→ Document text:
----------------
About that list: as per usual in such lists written in the English language (US edition), what they mean is "100 Greatest American Screenwriters", with the odd foreigner thrown in. They also confess right at the start: It’s worth noting that Hollywood’s traditional exclusion of women and people of color makes it extraordinarily difficult to truly qualify the best in the craft, but acknowledging today’s urgent need for more inclusive storytelling doesn’t negate the contributions of these 100 pioneers.
That said, it's very satisfying to see pioneer Frances Marion (first scriptwriter, either male or female, to win the Oscar, twice) acknowledged at No.20), and the (imo deserved) number 1 spot goes to an immigrant to whom the English language was something he only learned as an adult (which turned out to be one of the all time successful love stories between a writer and an adopted language), the late, great Billy Wilder. Some of the other choices (even keeping the US pov in mind) are bewildering, no pun intended, but such is always the case.
In terms of Hollywood history, though, it amuses me that Joe Mankiewicz' brother Herman only makes it to No.56 while Orson Welles lands at No.41. Pauline Kael would roll in her grave. As the list writers themselves put it: Once upon a time, a small firestorm might have ignited over placing Orson Welles on a list of great screenwriters. For years, his co-authorship of Citizen Kane was in dispute, with many claiming that the credit belonged almost entirely to the great Herman J. Mankiewicz. (Pauline Kael even wrote an explosive, brilliant, deeply problematic essay arguing so, only for much of her research to be discredited later.) But even if he hadn’t co-written Citizen Kane (which he absolutely did), Welles would have been one of the great screenwriters of the 20th century. He was certainly one of the great adapters, able to take everything from the most acclaimed classics (think The Trial) to the lowest-brow pulp (think Touch of Evil) and make it his own. His Shakespeare adaptations are gems of concision and imagination, balancing respect for the text with a willingness to innovate. Look at the incredible Chimes at Midnight, where he takes pieces of several of the Bard’s plays and turns them into something completely modern.
----------------
→ Provided information:

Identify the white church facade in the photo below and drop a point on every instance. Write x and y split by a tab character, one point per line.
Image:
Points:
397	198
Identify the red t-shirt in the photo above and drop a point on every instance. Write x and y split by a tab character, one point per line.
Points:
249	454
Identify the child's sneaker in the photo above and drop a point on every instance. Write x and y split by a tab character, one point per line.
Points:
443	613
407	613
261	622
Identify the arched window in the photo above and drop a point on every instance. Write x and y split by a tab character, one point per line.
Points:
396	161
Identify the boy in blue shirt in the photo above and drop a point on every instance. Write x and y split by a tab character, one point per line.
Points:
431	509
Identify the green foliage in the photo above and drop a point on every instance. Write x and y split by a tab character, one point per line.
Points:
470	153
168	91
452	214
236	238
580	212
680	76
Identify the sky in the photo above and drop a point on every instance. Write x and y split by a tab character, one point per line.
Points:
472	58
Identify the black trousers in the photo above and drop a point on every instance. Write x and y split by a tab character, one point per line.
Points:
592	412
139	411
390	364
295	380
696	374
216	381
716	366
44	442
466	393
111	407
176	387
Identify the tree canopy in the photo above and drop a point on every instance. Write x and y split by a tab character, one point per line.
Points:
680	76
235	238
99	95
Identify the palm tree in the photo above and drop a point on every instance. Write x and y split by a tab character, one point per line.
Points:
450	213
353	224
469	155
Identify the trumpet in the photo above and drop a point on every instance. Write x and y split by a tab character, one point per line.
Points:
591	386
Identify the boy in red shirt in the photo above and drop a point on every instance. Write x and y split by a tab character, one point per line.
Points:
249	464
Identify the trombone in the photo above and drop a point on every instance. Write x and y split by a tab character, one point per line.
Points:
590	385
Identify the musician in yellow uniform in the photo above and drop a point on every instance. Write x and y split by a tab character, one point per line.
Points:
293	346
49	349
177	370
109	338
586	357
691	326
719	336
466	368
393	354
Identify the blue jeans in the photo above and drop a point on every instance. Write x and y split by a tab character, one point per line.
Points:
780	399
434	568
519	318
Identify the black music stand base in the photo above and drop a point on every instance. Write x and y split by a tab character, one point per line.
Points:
----------------
→ Problems and tasks:
1. Reproduce everything in the screenwriters list post from "About that list: as" down to "these 100 pioneers.".
2. Answer these questions about the screenwriters list post:
(a) At what number is Frances Marion placed on the list?
(b) Who is given the number 1 spot?
(c) Which Welles film is described as taking pieces of several of the Bard's plays?

→ Problem solutions:
1.
About that list: as per usual in such lists written in the English language (US edition), what they mean is "100 Greatest American Screenwriters", with the odd foreigner thrown in. They also confess right at the start: It’s worth noting that Hollywood’s traditional exclusion of women and people of color makes it extraordinarily difficult to truly qualify the best in the craft, but acknowledging today’s urgent need for more inclusive storytelling doesn’t negate the contributions of these 100 pioneers.

2.
(a) No.20
(b) Billy Wilder
(c) Chimes at Midnight